- **Problem description**
Reproduce all of the material below, swapping every occurrence of "drop a pin" for "place a marker" and leaving everything else unchanged.

────────

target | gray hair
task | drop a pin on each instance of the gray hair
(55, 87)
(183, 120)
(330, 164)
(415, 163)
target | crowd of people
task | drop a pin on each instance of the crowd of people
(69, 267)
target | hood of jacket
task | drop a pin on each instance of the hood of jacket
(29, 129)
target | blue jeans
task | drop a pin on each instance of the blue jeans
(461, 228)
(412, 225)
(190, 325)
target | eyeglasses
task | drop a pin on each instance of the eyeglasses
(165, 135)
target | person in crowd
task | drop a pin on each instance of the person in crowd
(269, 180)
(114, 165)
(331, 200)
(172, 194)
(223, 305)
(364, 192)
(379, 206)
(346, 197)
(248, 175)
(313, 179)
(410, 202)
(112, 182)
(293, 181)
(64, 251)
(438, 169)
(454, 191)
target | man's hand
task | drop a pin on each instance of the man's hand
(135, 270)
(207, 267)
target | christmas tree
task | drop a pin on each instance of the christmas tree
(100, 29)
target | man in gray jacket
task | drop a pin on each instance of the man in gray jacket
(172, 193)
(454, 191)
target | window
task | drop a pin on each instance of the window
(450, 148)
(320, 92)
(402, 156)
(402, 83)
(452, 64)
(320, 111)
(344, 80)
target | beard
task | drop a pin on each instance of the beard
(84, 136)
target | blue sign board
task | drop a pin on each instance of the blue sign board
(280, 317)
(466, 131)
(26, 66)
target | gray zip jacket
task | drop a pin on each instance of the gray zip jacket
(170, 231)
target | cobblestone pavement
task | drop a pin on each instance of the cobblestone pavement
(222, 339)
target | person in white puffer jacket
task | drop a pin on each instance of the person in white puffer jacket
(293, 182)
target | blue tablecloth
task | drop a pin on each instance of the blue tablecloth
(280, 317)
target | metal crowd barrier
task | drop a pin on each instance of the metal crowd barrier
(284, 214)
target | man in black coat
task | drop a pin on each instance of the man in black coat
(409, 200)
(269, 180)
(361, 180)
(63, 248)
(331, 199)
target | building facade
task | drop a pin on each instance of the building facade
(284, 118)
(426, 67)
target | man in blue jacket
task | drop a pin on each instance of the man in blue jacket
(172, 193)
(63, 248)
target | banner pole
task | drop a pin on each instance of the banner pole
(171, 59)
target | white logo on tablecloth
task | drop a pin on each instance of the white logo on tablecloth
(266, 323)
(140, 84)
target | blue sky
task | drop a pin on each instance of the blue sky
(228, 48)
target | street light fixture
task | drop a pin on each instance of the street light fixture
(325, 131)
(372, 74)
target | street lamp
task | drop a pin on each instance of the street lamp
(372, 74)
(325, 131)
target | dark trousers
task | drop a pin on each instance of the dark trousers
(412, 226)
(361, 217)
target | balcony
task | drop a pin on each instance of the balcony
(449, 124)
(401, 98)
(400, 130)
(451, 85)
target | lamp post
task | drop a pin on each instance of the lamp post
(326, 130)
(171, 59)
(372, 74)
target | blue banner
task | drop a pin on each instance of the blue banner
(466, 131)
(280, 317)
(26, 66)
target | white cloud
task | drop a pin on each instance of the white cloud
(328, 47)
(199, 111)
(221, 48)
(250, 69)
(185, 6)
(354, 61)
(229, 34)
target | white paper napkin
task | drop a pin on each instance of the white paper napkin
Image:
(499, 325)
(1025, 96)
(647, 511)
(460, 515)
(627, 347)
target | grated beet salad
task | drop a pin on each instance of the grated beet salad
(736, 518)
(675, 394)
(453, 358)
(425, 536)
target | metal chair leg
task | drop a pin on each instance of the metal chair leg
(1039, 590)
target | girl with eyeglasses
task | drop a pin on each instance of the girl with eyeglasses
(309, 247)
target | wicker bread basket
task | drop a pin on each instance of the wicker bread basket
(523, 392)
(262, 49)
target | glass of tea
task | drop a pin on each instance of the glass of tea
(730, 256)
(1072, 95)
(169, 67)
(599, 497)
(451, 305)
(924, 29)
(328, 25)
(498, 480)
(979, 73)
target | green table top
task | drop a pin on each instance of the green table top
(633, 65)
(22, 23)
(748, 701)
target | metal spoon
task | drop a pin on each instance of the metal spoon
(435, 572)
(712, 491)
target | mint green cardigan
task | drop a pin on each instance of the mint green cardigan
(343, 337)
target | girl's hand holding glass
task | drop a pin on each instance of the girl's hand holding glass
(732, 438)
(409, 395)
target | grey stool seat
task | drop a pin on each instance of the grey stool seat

────────

- **Correct answer**
target | gray hair
task | place a marker on each instance of the gray hair
(55, 87)
(183, 120)
(330, 164)
(415, 163)
target | crowd of people
task | place a marker on each instance of the crowd of people
(69, 267)
target | hood of jacket
task | place a marker on each instance of the hood of jacket
(29, 129)
target | blue jeans
task | place a marker on each instance of the blue jeans
(461, 228)
(412, 225)
(190, 325)
target | eyeglasses
task | place a marker on each instance of the eyeglasses
(165, 135)
target | person in crowd
task | place a marker on each instance of the person in crowd
(269, 180)
(114, 165)
(331, 200)
(172, 194)
(223, 305)
(364, 192)
(379, 206)
(346, 197)
(248, 175)
(313, 179)
(410, 202)
(112, 182)
(293, 181)
(64, 251)
(438, 169)
(454, 191)
target | man's hand
task | place a marker on each instance of the man's hand
(135, 270)
(207, 267)
target | christmas tree
task | place a marker on each instance of the christmas tree
(100, 29)
target | man in gray jacket
task | place a marker on each instance of the man in gray jacket
(172, 193)
(454, 191)
target | window
task | place a marker on each instance of the window
(450, 148)
(320, 92)
(402, 156)
(402, 83)
(452, 64)
(320, 111)
(344, 80)
target | beard
task | place a marker on each instance of the beard
(84, 136)
target | blue sign board
task | place a marker on each instance of the blue sign board
(280, 317)
(466, 131)
(26, 66)
target | gray zip jacket
task | place a marker on each instance of the gray zip jacket
(170, 231)
target | cobblestone pavement
task | place a marker on each instance of the cobblestone pavement
(222, 339)
target | person in white puffer jacket
task | place a marker on each instance of the person in white puffer jacket
(293, 182)
target | blue tablecloth
task | place a marker on each instance of the blue tablecloth
(280, 317)
target | metal crowd barrier
task | place a marker on each instance of the metal crowd barrier
(284, 214)
target | man in black coat
task | place a marker on each instance of the man in black coat
(409, 200)
(269, 180)
(361, 180)
(63, 248)
(331, 199)
target | building facade
task | place a marker on each instance of the building facade
(284, 118)
(426, 67)
target | man in blue jacket
task | place a marker on each instance of the man in blue jacket
(172, 193)
(63, 248)
target | banner pole
task | place a marker on each instance of the banner pole
(171, 59)
target | white logo on tablecloth
task | place a marker on each instance of the white logo on tablecloth
(266, 323)
(140, 84)
target | blue sky
task | place a marker on each instance of the blue sky
(228, 48)
target | street light fixture
task | place a marker on each instance of the street light fixture
(325, 131)
(372, 74)
target | street lamp
task | place a marker on each instance of the street lamp
(372, 74)
(325, 131)
target | dark trousers
task | place a marker on each instance of the dark trousers
(412, 226)
(361, 217)
target | balcony
task | place a marker on each instance of the balcony
(449, 124)
(401, 98)
(400, 130)
(451, 85)
target | lamp post
task | place a marker on each instance of the lamp post
(326, 130)
(171, 59)
(372, 74)
target | blue banner
task | place a marker on each instance of the blue banner
(466, 131)
(280, 317)
(26, 66)
target | white cloud
task | place a marker on each instance of the white cloud
(328, 47)
(199, 111)
(221, 48)
(250, 69)
(185, 6)
(354, 61)
(229, 34)
target | white paper napkin
task | place a marker on each instance of the white paper napkin
Image:
(499, 325)
(1025, 96)
(647, 511)
(460, 515)
(627, 347)
target | grated beet salad
task | place a marker on each instance of the grated beet salad
(736, 518)
(675, 394)
(453, 358)
(425, 536)
target | metal chair leg
task | place a marker on each instance of the metal chair leg
(1039, 590)
target | girl with eyeglasses
task | place a marker on each instance of the girl with eyeglasses
(309, 247)
target | wicker bread basket
task | place a marker on each instance of the wicker bread basket
(523, 392)
(262, 49)
target | glass of tea
task | place a marker on each instance of the glass of tea
(730, 256)
(1072, 95)
(169, 67)
(599, 497)
(451, 305)
(924, 29)
(328, 25)
(498, 480)
(979, 73)
target | green table top
task | place a marker on each instance of the green table top
(633, 65)
(22, 23)
(748, 701)
target | metal spoon
task | place a marker on each instance of the metal spoon
(435, 572)
(712, 491)
target | mint green cardigan
task | place a marker on each instance of the mint green cardigan
(343, 337)
target | girl's hand holding glass
task | place a marker on each instance of the girl's hand holding glass
(732, 438)
(409, 395)
target | grey stool seat
task | place a marker on each instance of the grey stool seat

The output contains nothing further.